About this exercise => Extract every line below, verbatim.

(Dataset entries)
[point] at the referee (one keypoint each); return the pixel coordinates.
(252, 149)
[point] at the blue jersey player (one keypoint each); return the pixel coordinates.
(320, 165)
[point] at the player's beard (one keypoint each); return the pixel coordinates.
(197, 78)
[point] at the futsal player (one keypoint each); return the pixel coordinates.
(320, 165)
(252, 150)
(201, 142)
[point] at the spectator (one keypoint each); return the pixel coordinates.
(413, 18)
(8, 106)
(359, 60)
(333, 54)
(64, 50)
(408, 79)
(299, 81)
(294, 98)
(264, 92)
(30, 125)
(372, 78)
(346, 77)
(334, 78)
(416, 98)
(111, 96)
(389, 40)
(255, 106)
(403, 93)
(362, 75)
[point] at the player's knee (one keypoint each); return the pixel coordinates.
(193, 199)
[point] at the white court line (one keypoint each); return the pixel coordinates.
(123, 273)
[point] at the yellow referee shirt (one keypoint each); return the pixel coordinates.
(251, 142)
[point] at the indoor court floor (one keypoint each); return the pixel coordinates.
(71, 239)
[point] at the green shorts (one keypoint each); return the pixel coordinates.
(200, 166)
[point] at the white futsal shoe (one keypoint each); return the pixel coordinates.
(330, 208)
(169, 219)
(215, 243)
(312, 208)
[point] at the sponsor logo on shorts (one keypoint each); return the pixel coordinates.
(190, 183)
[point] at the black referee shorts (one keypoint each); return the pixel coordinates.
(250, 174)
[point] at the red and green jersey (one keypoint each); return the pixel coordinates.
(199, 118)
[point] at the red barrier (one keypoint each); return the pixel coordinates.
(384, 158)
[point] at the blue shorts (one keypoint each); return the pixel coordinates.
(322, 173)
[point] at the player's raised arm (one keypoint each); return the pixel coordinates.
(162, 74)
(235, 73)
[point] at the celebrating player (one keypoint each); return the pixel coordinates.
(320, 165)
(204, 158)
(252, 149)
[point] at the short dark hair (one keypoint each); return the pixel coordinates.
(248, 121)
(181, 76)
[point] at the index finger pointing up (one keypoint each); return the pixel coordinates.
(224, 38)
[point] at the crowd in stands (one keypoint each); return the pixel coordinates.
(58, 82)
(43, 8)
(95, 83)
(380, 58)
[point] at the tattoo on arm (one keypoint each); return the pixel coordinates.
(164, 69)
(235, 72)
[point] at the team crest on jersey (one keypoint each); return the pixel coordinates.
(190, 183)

Response to this exercise =>
[point] at the referee (one keypoint each); return the pixel coordinates.
(252, 149)
[point] at the blue jersey player (one keypoint each); return the pixel coordinates.
(320, 165)
[point] at the player's beard (one keypoint each); return the pixel coordinates.
(197, 78)
[point] at the futsal player (one keypoint each); return the pixel coordinates.
(320, 165)
(252, 150)
(201, 142)
[point] at the spectator (one keypoint each); return the pixel coordinates.
(413, 18)
(8, 106)
(359, 60)
(333, 54)
(64, 50)
(408, 79)
(299, 81)
(294, 98)
(264, 92)
(30, 125)
(372, 78)
(346, 77)
(334, 78)
(416, 98)
(111, 96)
(389, 40)
(255, 106)
(403, 93)
(362, 75)
[point] at the player's knee (one keypoint each); return the pixel coordinates.
(193, 199)
[point] at the white court line (one keypoint each); return the pixel coordinates.
(123, 273)
[point] at the yellow referee shirt (one keypoint each); return the pixel coordinates.
(251, 142)
[point] at the indoor court floor (one keypoint each); return the pixel coordinates.
(71, 239)
[point] at the green shorts (one keypoint each); return the pixel coordinates.
(200, 166)
[point] at the white futsal shoe (one keypoint each); return the pixel coordinates.
(330, 208)
(169, 219)
(215, 243)
(312, 208)
[point] at the sponsor logo on shorts (one keypoint each); return the pixel coordinates.
(190, 183)
[point] at the black referee shorts (one keypoint each); return the pixel coordinates.
(250, 174)
[point] at the red and green jersey (one keypoint each); return the pixel coordinates.
(199, 118)
[point] at the red barrier (one keypoint each); return the pixel coordinates.
(384, 158)
[point] at the blue shorts (one keypoint each); return the pixel coordinates.
(322, 173)
[point] at the player's raised arm (one keypoint each); return the pixel coordinates.
(162, 74)
(235, 73)
[point] at the celebrating player (one keypoint each); return the pixel coordinates.
(320, 165)
(204, 158)
(252, 149)
[point] at the short dark hair (one keypoint each); return the pixel coordinates.
(248, 121)
(181, 76)
[point] at the index finger pointing up (one keypoint each); return the pixel coordinates.
(224, 38)
[point] at the crowd in stands (one keypoint each); return the pixel coordinates.
(58, 82)
(43, 8)
(95, 83)
(380, 58)
[point] at the tattoo on arm (one keypoint each); return the pixel coordinates.
(164, 69)
(235, 72)
[point] at the team crest on jersey (one keypoint each); return the pixel coordinates.
(190, 183)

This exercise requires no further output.